───── Input material
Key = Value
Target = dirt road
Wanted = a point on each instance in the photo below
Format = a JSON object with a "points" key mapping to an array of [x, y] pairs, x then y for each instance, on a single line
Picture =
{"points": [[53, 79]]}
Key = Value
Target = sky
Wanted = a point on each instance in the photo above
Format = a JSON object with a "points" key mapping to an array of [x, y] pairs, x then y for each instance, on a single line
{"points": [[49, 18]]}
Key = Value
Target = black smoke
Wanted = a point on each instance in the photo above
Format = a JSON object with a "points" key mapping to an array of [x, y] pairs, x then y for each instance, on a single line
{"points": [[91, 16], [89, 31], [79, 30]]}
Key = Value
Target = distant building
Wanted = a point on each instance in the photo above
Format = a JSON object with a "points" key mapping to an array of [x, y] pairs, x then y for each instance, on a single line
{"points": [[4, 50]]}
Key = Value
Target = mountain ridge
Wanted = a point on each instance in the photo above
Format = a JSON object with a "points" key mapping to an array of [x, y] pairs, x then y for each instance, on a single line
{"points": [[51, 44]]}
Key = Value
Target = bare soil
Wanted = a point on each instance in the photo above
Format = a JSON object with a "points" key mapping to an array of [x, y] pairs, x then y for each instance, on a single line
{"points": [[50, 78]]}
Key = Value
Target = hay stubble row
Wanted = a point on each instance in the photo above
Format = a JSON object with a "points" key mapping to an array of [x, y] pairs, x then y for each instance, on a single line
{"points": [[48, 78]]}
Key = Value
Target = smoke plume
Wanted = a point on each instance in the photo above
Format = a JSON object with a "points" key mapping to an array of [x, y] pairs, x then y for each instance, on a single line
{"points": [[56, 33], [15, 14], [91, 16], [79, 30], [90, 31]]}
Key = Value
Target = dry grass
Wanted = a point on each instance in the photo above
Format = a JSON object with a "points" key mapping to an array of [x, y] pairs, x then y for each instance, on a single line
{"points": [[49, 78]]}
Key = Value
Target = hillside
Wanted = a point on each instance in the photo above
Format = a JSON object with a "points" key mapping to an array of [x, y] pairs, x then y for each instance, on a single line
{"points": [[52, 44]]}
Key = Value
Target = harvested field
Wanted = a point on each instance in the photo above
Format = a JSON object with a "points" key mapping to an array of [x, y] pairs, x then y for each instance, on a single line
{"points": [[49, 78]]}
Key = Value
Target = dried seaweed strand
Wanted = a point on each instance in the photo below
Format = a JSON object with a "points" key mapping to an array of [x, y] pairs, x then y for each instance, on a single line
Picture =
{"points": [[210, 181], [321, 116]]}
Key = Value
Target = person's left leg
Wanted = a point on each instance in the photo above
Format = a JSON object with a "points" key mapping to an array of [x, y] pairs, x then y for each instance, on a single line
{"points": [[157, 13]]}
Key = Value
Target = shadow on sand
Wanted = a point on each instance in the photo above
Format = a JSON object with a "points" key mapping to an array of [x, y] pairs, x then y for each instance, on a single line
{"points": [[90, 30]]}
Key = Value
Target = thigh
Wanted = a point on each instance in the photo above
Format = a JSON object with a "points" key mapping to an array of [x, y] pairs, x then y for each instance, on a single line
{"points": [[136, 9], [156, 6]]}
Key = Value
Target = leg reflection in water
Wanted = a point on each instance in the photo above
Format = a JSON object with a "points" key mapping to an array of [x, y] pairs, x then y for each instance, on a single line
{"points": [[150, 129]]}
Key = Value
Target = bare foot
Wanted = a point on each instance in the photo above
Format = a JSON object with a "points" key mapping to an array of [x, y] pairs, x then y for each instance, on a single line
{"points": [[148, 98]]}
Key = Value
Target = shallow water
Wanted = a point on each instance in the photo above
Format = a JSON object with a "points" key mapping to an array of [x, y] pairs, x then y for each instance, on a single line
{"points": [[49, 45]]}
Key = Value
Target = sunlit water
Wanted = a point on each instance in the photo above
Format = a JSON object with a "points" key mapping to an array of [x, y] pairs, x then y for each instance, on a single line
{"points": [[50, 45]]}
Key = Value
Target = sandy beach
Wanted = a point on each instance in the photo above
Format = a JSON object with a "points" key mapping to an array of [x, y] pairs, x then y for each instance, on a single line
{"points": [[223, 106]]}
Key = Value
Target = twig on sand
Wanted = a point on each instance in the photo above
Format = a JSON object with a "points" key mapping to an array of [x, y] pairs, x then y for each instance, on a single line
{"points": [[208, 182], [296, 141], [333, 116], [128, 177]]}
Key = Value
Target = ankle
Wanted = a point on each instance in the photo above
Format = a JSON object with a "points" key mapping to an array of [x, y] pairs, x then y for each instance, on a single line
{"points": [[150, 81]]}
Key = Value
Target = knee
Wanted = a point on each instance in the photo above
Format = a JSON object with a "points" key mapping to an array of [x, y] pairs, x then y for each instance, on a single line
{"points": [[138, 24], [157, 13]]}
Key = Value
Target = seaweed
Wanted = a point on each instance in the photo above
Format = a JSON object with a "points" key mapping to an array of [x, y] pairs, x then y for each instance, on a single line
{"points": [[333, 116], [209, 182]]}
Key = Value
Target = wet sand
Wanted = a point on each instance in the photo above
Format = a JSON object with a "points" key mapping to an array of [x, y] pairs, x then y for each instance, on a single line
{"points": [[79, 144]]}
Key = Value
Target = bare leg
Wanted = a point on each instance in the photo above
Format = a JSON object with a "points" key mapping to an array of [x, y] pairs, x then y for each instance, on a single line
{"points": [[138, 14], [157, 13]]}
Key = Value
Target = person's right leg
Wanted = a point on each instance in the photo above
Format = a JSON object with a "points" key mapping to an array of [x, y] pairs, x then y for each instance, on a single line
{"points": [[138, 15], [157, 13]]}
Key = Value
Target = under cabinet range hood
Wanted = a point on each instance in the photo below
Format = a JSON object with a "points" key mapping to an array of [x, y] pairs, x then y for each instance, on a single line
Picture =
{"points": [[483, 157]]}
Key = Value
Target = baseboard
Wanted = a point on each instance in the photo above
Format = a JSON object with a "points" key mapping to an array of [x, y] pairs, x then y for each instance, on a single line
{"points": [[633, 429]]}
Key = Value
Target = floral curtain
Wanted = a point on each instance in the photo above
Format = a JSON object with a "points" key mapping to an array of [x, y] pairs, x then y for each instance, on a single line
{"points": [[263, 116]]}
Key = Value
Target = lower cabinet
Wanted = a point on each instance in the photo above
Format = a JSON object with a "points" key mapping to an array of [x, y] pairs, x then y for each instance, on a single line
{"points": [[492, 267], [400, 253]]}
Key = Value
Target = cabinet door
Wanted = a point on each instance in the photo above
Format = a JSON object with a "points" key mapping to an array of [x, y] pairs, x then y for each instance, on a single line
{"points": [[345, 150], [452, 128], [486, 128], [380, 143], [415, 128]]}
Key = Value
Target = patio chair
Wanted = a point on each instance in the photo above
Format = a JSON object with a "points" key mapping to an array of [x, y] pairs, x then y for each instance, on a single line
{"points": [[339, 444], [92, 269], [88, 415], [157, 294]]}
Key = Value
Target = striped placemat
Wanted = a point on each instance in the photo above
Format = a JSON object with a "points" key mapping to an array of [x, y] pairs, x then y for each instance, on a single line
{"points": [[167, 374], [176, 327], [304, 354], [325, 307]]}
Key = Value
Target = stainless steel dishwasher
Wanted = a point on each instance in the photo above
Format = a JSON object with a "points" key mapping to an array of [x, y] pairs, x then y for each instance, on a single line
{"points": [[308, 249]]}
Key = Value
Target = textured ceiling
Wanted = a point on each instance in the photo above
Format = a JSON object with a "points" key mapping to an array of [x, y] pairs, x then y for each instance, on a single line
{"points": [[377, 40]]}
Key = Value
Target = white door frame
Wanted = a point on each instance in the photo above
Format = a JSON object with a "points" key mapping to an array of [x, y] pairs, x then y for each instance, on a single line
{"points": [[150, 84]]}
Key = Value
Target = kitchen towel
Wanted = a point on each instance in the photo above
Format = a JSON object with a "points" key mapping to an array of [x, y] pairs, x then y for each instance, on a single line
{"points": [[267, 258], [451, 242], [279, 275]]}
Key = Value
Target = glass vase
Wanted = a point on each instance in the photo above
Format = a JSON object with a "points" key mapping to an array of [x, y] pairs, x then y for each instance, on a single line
──────────
* _Given exercise_
Pull out every line of the data above that contains the string "cabinet", copying each one in full.

* _Written response_
Target = under cabinet range hood
Target = lower cabinet
Target = cabinet door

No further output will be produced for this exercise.